Which of the lines below include "earns"? Each one should be copied out.

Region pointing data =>
* * *
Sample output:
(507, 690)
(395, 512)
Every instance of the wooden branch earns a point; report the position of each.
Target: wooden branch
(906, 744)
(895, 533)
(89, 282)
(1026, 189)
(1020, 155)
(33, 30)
* * *
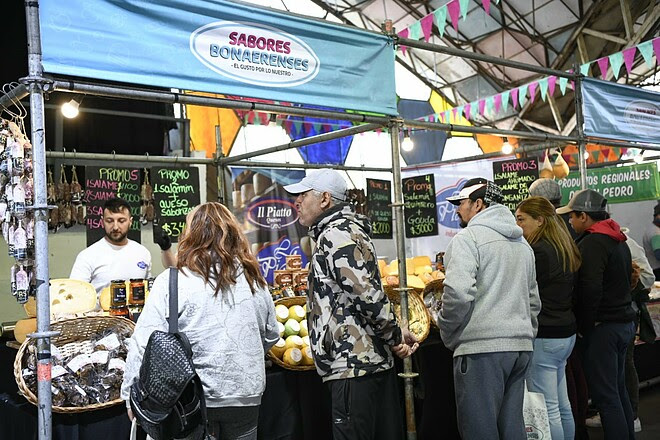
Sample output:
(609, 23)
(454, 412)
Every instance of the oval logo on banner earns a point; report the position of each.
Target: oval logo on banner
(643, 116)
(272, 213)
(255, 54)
* * *
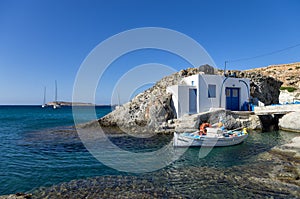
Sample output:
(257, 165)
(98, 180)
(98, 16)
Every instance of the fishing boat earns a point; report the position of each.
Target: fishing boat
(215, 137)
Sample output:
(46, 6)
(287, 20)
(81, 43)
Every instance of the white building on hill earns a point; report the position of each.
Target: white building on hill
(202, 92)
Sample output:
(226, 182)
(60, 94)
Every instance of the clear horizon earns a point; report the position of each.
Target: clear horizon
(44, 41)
* * *
SOLUTION FOR THIS PROBLEM =>
Every instance of the wooden branch earns a point; report the position of each.
Every instance of the oval logo on banner earns a point; report the position of each.
Every instance of the fishing boat earns a point; report the position of each.
Every instance of the white building on hill earns a point; report the position of each.
Every instance of the clear horizon earns a point; report the position of each.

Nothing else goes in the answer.